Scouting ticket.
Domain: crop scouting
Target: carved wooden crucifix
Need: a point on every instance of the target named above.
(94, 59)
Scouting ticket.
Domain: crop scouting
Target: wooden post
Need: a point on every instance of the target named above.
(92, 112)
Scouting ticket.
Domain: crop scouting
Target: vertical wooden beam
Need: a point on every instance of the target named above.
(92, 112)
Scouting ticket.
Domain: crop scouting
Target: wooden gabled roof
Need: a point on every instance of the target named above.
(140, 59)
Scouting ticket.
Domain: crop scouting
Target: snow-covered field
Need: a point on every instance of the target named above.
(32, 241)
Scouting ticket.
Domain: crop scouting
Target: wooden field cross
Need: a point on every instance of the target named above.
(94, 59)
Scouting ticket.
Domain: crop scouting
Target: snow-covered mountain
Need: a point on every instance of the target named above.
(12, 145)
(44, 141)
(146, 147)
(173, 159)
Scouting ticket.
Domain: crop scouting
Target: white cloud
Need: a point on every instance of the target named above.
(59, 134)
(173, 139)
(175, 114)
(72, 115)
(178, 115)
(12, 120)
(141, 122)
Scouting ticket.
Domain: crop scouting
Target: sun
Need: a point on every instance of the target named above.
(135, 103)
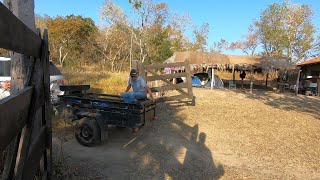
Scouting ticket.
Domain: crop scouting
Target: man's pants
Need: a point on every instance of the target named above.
(132, 97)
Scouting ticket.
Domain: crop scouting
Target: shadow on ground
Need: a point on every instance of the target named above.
(287, 101)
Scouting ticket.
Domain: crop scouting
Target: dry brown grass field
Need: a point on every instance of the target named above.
(228, 134)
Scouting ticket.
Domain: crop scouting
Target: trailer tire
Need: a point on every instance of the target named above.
(87, 131)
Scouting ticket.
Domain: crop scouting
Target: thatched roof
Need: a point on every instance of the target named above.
(261, 61)
(310, 61)
(217, 58)
(198, 58)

════

§ Exercise objective: Each line above should be set down exactly as written, with pictures excluded.

§ Problem solution:
Scouting ticket.
Domain: crop scouting
Target: carved wooden crucifix
Need: a point on every instance of the target named above.
(94, 59)
Scouting ticket.
Domain: crop scouting
Target: wooden post
Need: a point on every instance of the target named above.
(92, 112)
Scouting ticket.
Domain: crop scouting
Target: vertical wooden beam
Need: a point on every instance of the target named above.
(92, 112)
Scouting ticket.
Domain: crop scouting
Target: wooden gabled roof
Need: a point on every instance of the target named above.
(140, 59)
Scouting ticket.
Domain: crop scouting
Target: snow-covered field
Need: a point on every instance of the target named above.
(32, 241)
Scouting ticket.
Domain: crop scouting
Target: wooden field cross
Need: a point on every instance of the target named above.
(94, 59)
Scouting ticket.
Domain: crop scouting
Target: snow-covered mountain
Need: a point on every instance of the target named above.
(12, 145)
(44, 141)
(146, 147)
(173, 159)
Scouting ticket.
Domain: crop scouting
Target: white cloud
Need: a point on every instance of the target named above.
(59, 134)
(173, 139)
(175, 114)
(72, 115)
(178, 115)
(12, 120)
(141, 122)
Scouting ticket.
Domain: crop scouting
Target: sun
Need: a point on every instance of the target named above.
(135, 103)
Scouting ticket.
Domain: crop scouting
Target: man's pants
Need: a point on every instance of the target named above.
(132, 97)
Scouting ticket.
Domain: crop scouting
Target: shadow on ground
Need: a point on every instance of the target named above.
(287, 101)
Scouting ticket.
Domain: crop scouting
Target: dry brown grass field
Need: a point on every instance of the target named above.
(228, 134)
Scouting ticket.
Domain: crop scouting
Target: trailer tire
Need: a point on every instance of the target named above.
(87, 131)
Scouting ticket.
Domain: crop scouting
Target: thatched roof
Need: a point on every instance of the target named above.
(261, 61)
(310, 61)
(217, 58)
(198, 58)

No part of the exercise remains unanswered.